__Data entries__:
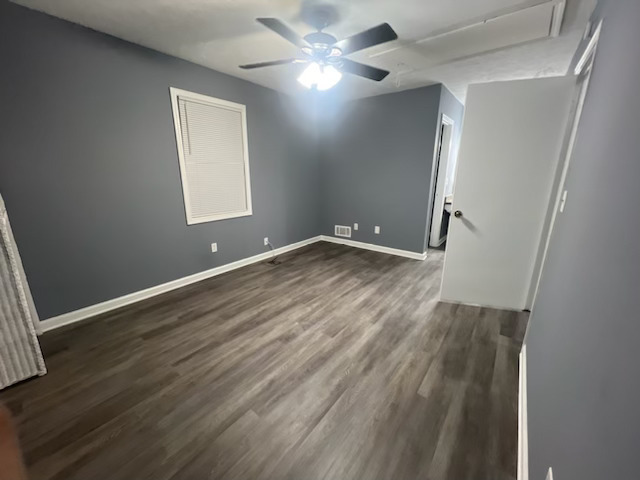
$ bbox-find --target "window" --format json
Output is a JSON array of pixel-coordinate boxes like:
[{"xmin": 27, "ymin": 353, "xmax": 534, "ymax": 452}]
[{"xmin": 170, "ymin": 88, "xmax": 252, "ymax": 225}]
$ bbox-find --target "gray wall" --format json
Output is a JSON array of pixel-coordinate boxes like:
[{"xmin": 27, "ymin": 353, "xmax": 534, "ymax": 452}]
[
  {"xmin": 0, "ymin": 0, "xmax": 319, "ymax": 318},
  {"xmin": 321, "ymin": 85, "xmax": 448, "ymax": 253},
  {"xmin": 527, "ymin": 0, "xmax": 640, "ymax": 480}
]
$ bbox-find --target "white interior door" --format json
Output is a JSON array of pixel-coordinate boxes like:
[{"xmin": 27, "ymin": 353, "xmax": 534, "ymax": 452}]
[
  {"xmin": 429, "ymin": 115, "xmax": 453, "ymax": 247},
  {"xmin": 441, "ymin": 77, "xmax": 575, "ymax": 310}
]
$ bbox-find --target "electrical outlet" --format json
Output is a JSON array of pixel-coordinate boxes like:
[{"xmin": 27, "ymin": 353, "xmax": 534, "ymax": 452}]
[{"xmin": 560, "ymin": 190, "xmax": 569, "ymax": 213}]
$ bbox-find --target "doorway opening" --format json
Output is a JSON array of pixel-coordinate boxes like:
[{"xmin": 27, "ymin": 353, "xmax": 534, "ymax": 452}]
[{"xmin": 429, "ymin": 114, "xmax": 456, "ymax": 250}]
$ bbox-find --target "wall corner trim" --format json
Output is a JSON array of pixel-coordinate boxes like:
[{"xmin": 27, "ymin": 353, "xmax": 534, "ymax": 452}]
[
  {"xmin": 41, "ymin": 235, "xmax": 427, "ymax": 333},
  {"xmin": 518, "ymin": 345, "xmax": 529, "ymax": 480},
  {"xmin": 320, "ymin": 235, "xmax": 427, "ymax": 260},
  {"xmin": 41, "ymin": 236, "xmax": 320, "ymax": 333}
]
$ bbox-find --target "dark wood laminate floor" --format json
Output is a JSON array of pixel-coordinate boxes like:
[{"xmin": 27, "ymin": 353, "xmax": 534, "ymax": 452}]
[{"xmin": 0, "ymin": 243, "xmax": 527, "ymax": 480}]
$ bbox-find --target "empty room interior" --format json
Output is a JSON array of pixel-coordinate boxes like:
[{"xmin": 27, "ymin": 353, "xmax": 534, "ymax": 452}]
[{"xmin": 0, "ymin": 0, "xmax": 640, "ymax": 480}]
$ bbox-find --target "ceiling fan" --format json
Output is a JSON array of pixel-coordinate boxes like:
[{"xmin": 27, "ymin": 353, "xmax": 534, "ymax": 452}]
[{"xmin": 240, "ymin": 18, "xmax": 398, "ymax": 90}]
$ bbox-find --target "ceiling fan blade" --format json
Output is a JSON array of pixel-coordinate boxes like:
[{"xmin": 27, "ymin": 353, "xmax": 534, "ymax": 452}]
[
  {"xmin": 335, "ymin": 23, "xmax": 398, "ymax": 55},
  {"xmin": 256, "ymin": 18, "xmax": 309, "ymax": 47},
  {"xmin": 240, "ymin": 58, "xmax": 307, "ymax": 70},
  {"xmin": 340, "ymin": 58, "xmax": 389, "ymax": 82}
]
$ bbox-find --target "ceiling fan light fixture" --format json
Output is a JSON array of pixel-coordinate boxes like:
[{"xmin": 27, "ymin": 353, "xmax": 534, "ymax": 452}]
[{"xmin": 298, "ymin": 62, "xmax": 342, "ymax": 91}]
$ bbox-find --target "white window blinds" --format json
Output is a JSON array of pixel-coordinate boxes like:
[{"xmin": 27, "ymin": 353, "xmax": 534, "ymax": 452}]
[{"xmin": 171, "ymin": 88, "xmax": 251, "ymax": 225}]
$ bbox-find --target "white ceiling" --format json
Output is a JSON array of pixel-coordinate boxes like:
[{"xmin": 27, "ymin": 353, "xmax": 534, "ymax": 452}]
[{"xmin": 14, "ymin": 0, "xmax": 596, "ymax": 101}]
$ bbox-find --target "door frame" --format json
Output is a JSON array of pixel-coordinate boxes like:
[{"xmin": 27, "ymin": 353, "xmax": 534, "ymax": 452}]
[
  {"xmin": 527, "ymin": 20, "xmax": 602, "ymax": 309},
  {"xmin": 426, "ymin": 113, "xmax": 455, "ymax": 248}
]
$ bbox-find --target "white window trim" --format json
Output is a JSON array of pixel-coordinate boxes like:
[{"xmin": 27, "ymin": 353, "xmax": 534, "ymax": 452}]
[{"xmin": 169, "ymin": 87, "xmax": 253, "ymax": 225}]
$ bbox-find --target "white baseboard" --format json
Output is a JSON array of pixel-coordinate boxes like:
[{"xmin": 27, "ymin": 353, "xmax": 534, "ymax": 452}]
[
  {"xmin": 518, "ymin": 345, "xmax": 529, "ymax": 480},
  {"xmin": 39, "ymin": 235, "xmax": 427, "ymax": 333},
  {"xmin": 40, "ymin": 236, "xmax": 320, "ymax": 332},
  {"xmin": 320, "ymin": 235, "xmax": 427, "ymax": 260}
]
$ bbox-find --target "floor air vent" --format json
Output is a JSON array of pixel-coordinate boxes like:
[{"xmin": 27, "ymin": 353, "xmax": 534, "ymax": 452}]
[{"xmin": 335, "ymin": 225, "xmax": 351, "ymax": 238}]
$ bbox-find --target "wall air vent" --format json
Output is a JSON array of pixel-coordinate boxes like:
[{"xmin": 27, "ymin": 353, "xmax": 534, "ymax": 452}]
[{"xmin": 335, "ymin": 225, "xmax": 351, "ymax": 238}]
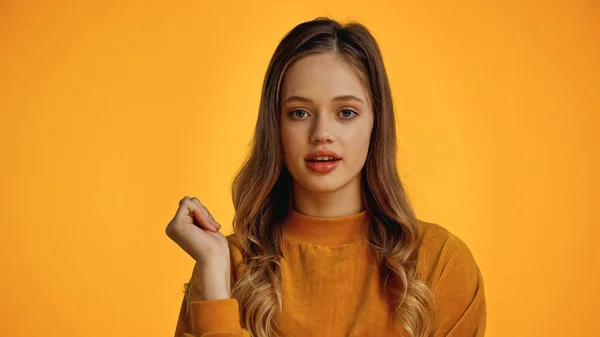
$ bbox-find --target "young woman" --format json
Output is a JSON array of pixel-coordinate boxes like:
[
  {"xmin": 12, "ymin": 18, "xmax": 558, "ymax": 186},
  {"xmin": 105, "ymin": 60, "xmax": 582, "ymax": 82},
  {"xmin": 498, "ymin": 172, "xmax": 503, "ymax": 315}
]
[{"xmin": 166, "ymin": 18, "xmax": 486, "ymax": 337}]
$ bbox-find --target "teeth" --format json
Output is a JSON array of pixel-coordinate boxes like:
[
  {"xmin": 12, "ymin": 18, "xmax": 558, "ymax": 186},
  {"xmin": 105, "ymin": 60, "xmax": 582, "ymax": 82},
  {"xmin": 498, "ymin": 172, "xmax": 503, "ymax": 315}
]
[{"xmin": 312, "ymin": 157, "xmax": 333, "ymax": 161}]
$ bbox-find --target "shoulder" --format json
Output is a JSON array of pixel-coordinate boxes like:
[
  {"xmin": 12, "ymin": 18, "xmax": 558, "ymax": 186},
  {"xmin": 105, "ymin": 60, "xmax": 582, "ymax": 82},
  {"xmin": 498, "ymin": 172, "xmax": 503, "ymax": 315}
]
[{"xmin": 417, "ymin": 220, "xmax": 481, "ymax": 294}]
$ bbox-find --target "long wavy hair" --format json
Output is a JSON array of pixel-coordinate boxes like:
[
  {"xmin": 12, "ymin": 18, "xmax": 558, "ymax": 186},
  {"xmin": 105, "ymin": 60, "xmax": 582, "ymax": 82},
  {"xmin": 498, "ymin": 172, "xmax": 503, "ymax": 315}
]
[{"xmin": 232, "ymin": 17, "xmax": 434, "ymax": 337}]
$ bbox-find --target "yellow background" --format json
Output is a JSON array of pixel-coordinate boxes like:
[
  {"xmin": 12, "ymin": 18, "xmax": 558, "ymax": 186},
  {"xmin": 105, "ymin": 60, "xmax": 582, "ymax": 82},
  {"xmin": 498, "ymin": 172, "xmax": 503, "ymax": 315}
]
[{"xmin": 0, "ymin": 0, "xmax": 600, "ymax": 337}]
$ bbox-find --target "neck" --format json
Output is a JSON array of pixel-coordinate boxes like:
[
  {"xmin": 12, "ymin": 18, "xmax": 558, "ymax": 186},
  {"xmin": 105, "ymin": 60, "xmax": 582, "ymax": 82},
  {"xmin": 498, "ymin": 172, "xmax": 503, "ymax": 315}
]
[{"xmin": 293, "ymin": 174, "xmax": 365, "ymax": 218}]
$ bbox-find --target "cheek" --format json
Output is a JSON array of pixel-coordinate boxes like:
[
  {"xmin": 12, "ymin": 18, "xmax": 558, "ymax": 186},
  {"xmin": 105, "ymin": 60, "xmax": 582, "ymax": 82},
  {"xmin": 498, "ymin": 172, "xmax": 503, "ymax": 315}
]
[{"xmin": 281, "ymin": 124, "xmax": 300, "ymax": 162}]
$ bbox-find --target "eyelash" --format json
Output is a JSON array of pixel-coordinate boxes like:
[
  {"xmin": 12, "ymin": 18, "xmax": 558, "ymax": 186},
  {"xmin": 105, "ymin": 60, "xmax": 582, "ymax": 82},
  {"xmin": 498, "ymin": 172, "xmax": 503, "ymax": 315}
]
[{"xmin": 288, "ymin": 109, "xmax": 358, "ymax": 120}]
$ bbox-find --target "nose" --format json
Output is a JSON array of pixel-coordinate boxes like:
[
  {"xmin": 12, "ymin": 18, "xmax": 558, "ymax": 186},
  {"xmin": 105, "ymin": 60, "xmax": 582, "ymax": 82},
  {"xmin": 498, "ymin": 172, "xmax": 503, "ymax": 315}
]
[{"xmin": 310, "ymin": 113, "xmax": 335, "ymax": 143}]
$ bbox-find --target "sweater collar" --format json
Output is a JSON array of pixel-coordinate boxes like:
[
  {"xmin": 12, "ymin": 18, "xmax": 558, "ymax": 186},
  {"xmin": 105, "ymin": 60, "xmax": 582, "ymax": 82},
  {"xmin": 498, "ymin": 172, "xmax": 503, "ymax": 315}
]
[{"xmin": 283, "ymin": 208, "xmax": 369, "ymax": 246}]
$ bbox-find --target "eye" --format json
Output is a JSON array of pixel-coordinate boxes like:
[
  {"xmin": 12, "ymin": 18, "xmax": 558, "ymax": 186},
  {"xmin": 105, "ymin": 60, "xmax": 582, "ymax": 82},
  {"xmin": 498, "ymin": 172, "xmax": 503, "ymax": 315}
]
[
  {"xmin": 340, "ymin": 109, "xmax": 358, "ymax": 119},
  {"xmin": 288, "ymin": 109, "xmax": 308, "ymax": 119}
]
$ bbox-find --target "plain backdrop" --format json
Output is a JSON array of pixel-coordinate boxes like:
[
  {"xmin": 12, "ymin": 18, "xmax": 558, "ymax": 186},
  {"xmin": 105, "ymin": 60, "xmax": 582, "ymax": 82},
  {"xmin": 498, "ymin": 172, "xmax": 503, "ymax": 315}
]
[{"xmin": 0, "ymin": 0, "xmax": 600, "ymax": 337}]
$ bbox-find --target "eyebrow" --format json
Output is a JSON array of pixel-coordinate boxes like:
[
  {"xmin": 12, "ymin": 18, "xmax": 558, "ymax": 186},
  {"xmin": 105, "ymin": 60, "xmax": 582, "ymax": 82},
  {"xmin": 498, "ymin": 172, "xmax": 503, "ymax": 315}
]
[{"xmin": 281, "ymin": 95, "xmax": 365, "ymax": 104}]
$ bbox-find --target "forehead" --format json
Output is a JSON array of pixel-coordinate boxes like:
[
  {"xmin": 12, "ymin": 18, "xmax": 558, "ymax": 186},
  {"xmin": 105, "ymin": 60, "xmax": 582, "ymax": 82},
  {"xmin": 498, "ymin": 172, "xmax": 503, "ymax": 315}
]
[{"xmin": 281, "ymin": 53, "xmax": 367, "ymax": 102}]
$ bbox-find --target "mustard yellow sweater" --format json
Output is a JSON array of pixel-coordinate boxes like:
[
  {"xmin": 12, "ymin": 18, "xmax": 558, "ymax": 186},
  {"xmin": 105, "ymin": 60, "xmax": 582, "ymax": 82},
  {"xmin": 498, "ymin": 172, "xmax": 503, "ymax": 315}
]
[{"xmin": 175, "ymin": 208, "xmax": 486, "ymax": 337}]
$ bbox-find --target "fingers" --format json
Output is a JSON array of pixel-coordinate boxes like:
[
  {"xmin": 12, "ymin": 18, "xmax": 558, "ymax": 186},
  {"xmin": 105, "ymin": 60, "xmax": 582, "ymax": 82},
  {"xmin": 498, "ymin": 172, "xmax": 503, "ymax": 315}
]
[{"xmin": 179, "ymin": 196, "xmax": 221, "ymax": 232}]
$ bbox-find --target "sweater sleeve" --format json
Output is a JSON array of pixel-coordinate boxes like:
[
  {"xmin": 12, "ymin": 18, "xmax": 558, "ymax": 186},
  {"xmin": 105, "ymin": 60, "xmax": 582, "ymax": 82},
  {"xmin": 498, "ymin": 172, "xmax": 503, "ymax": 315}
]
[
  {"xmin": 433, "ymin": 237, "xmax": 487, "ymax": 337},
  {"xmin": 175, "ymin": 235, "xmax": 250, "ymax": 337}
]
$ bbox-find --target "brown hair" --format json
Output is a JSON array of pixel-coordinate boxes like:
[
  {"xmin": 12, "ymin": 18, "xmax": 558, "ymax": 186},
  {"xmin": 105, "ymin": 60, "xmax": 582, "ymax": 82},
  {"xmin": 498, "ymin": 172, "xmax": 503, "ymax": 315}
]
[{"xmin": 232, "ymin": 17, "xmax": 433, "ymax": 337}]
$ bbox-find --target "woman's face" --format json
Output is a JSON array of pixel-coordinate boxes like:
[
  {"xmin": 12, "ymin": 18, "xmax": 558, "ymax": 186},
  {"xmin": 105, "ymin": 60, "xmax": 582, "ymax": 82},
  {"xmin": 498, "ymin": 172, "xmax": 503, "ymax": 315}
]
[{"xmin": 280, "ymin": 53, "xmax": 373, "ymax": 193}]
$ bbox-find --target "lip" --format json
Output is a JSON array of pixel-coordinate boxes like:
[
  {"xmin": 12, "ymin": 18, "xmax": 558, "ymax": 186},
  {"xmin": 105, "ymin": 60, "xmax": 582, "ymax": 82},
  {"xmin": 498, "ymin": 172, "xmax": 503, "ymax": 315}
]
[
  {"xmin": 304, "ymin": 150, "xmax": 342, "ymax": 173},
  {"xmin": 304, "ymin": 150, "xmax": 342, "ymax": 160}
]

__Directions for this task__:
Locate each line of the records above that contains the word "sweater" and copy those lines out in full. Case counts, so only matches with the same capitalization qualify.

__Response below__:
$ bbox-find --target "sweater collar" --format json
$ bbox-find --target "mustard yellow sweater" --format json
$ bbox-find --target "sweater sleeve" --format json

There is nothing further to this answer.